[START OF Record extracts]
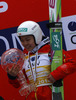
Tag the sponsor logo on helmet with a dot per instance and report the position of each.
(34, 27)
(22, 30)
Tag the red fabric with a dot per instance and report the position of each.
(43, 93)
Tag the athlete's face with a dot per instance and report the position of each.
(28, 42)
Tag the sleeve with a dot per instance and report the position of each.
(14, 81)
(68, 67)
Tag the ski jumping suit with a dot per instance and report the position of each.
(39, 60)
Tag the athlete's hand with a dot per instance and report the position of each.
(51, 78)
(14, 70)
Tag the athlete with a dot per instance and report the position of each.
(37, 66)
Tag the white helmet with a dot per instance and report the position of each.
(30, 28)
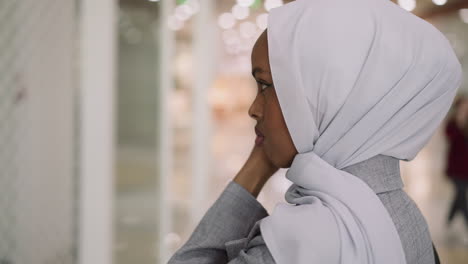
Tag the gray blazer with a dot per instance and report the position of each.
(230, 232)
[END OF Record extracts]
## Prompt:
Copy the data above line for line, leaving out the pictures.

## Task answer:
Tag the sponsor logo on helmet with a dot per instance and report the position of each.
(34, 27)
(22, 30)
Tag the red fabric with a dot per instance and report the position of each.
(43, 93)
Tag the athlete's face with a dot per instance and report the position of each.
(28, 42)
Tag the sleeve with a dot per instance and report the position of each.
(14, 81)
(68, 67)
Tag the ski jumping suit with a dot per instance and report the position of each.
(39, 60)
Tag the athlete's hand with a dot per instance and report the position of each.
(51, 78)
(14, 70)
Tag the athlete with a dot per instance and report the position of each.
(37, 66)
Tag the white helmet with a dot per instance and report the position of each.
(30, 28)
Tag the gray blazer with a dot per instance and report the position of each.
(230, 232)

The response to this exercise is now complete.